◆ WORK ORDER A
Rewrite the part of the article on small business ownership and private practice that begins at "Healthcare’s shift leaves" and stops after "in the system.", putting "bind" in place of "pickle".
◆ WORK ORDER B
According to the article on small business ownership and private practice, at what age did the author start stocking shelves in the family store?

◆ GIVEN TEXT
════════════════════

Small Business Ownership and Private Practice: Alike, yet Different

Est. Reading Time: 3 Minutes
The author’s former family grocery store, located in Washington, D.C. Formerly called “Ben’s Market.”
Growing up the son of grocers taught me a lot about running a small business. In my family’s Washington, D.C. mom-and-pop convenience store, generating revenue was usually a straightforward endeavor. I started stocking shelves at the age of five. By my late teens, I was managing the store. I quickly learned that if the distributor increased the cost of a can of beans by five cents, I could increase our price by seven cents in order to maintain the profit margin. I could also negotiate and price compare to keep my costs down. Money in, money out.
Things don’t work that way in a private medical practice, a fixed-income business. If the costs associated with practicing medicine increase, physicians are still beholden to medical codes and the whims of payers, who set the rates. Most private practices are left scrambling trying to balance the demands of staffing and other expenses. Invariably, physician income suffers.
Fortunately, when I became a physician and joined a practice that eventually became Internal Medicine Associates of Reston, my business experience paid off when it came to negotiating mutually beneficial rates with payers. We were aggressive, often opting out of contracts until payers came back to us with more favorable terms. Our experience was the exception, however, not the rule.
Despite our success in negotiating with payers, my colleagues and I noticed that expectations in medicine were changing, requiring levels of technology and care coordination that we couldn’t provide on our own. It’s no longer acceptable to run a practice by just focusing on your patients as they sit in front of you. As the healthcare industry moves to value-based care, and patients trend toward consumerism, it’s important to incorporate the principles of population health. This requires actively monitoring and participating in the care your patients receive outside of the office.

Now, more than ever, primary care physicians have to take responsibility for the overall care of our patients.

Medicare and commercial payers are moving to systems of monitoring quality, performance, and cost savings, and are paying providers according to the overall value they provide to their population of patients. Silos of independent practices, whatever their size, will not be able to meet the performance metrics that will be required by payers over time.
Healthcare’s shift leaves primary care physicians in a bit of a pickle. How do we maintain independence and also prepare for changing paradigms in healthcare? Not only is the system moving to value, but value and population health are measured differently by different players in the system, and practices need to be nimble to accommodate variability. For example, at our practice, while Medicare follows the rates of our Annual Wellness Visits, another private payer puts an emphasis on our diabetic eye exams and may not care about the routine physicals we perform on our other patients. Totally independent practices just aren’t equipped to handle the capriciousness in the system.

════════════════════

◆ STORED DATA
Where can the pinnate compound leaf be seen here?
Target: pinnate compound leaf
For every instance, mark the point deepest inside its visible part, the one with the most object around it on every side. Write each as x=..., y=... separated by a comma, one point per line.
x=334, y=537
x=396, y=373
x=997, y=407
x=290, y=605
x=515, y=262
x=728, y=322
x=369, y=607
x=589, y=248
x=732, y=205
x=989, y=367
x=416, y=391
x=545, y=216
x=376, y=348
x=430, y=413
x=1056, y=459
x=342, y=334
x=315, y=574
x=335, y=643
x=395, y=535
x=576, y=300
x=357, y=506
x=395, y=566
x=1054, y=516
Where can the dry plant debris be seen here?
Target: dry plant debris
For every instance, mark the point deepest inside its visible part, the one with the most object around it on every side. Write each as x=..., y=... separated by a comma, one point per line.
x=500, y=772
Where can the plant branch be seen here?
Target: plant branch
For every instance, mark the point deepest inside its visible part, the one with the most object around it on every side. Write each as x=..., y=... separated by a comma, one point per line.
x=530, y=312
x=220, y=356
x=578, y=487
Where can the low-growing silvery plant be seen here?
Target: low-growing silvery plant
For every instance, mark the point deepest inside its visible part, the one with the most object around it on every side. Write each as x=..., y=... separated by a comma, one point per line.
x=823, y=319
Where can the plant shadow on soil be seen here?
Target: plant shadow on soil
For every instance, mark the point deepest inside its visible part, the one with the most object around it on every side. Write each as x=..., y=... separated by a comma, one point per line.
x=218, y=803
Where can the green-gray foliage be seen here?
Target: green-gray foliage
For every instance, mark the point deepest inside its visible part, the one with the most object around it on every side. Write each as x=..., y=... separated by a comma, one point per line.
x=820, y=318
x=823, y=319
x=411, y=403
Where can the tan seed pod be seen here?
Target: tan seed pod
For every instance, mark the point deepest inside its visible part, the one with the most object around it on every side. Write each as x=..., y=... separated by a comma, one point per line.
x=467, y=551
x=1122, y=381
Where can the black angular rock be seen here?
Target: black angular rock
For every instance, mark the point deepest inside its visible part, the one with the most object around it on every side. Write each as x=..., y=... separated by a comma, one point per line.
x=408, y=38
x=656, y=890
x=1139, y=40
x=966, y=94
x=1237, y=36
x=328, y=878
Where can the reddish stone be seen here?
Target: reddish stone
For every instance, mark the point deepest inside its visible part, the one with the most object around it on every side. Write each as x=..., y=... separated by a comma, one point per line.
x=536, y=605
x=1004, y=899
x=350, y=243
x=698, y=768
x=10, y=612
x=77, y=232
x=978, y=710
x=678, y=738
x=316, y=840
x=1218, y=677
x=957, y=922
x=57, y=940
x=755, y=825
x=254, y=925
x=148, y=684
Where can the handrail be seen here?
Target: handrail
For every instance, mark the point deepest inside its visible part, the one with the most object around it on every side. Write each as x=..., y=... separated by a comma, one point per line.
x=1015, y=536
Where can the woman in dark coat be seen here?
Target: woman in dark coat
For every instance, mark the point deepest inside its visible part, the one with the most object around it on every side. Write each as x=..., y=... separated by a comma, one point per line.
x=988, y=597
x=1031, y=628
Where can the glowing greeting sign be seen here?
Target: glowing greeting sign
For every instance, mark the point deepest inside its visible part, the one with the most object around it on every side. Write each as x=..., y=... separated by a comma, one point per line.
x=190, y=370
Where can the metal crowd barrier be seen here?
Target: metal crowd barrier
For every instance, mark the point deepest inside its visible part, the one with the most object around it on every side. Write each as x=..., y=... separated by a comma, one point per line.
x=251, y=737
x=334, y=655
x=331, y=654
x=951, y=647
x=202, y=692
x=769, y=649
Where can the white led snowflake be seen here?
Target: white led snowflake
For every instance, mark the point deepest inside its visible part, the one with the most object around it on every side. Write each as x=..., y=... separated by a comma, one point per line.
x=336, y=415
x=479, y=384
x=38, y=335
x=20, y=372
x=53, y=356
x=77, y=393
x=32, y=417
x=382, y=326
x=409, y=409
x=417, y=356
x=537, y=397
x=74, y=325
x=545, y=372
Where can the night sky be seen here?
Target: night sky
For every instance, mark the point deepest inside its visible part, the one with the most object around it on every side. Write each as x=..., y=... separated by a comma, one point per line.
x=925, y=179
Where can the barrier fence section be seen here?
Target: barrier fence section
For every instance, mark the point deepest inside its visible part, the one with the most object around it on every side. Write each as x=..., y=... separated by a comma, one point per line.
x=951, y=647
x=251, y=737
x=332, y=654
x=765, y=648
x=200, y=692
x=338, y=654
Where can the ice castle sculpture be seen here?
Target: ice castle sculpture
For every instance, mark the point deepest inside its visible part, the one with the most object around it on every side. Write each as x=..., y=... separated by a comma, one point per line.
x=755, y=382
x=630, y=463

════════════════════

◆ EXERCISE RESPONSE A
Healthcare’s shift leaves primary care physicians in a bit of a bind. How do we maintain independence and also prepare for changing paradigms in healthcare? Not only is the system moving to value, but value and population health are measured differently by different players in the system, and practices need to be nimble to accommodate variability. For example, at our practice, while Medicare follows the rates of our Annual Wellness Visits, another private payer puts an emphasis on our diabetic eye exams and may not care about the routine physicals we perform on our other patients. Totally independent practices just aren’t equipped to handle the capriciousness in the system.

◆ EXERCISE RESPONSE B
At the age of five.